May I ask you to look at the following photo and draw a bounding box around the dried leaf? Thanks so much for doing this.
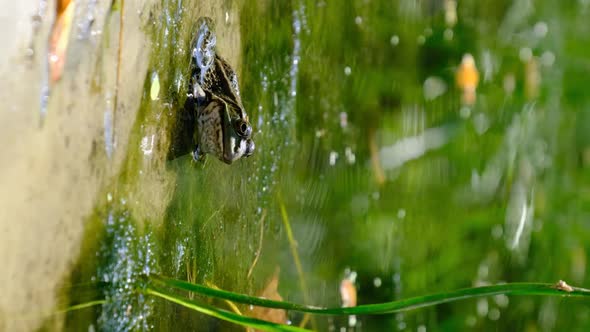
[455,53,479,105]
[49,0,74,82]
[250,268,287,330]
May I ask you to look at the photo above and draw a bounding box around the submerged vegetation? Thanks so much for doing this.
[0,0,590,331]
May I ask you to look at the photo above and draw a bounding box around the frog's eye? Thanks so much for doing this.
[244,138,256,157]
[234,120,252,138]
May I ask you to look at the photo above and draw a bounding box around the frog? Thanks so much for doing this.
[185,18,255,164]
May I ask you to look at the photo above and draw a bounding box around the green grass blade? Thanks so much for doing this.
[145,286,309,332]
[150,275,590,315]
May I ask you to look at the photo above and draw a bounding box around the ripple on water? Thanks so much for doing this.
[98,211,156,331]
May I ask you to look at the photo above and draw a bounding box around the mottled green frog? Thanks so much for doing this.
[189,18,255,164]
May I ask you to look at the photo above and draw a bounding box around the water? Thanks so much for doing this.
[0,0,590,331]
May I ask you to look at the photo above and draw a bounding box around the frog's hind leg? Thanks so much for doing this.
[191,144,205,162]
□ □ □
#### BRIEF:
Copy out all of the material above word for word, leaving out the image.

#### TASK RESULT:
May I ask you to look at the following photo and draw a bounding box around the dried leaf? Thanks so much for doing this.
[455,53,479,105]
[49,0,74,82]
[250,268,287,330]
May I ask you to look at the photo above and draw a bounding box around the submerged vegetation? Thanks so much for doing this.
[0,0,590,331]
May I ask you to look at the photo above and draw a bounding box around the frog's eye? Thanks so much for doing this.
[244,138,256,157]
[234,120,252,138]
May I ask you to look at the photo above and draw a bounding box around the frog? Thanks so much for doing this.
[185,18,255,164]
May I ask you to look at the photo above and draw a bounding box around the green grass blade? Thanks so much for doing this.
[145,286,309,332]
[150,275,590,315]
May I ask you to look at the photo above and draw a bounding box around the ripple on water? Thanks so much for doing this.
[98,211,156,331]
May I ask you to look at the photo above and draw a bounding box around the mottled green frog? Thanks so much for doing this.
[189,18,255,164]
May I ask you to look at the photo above and draw a bounding box around the water? Thanks so much for doing this.
[0,0,590,331]
May I ask you to look at the photo above and draw a bounding box around the frog's hind leg? Thanks so much for doing this.
[191,144,205,162]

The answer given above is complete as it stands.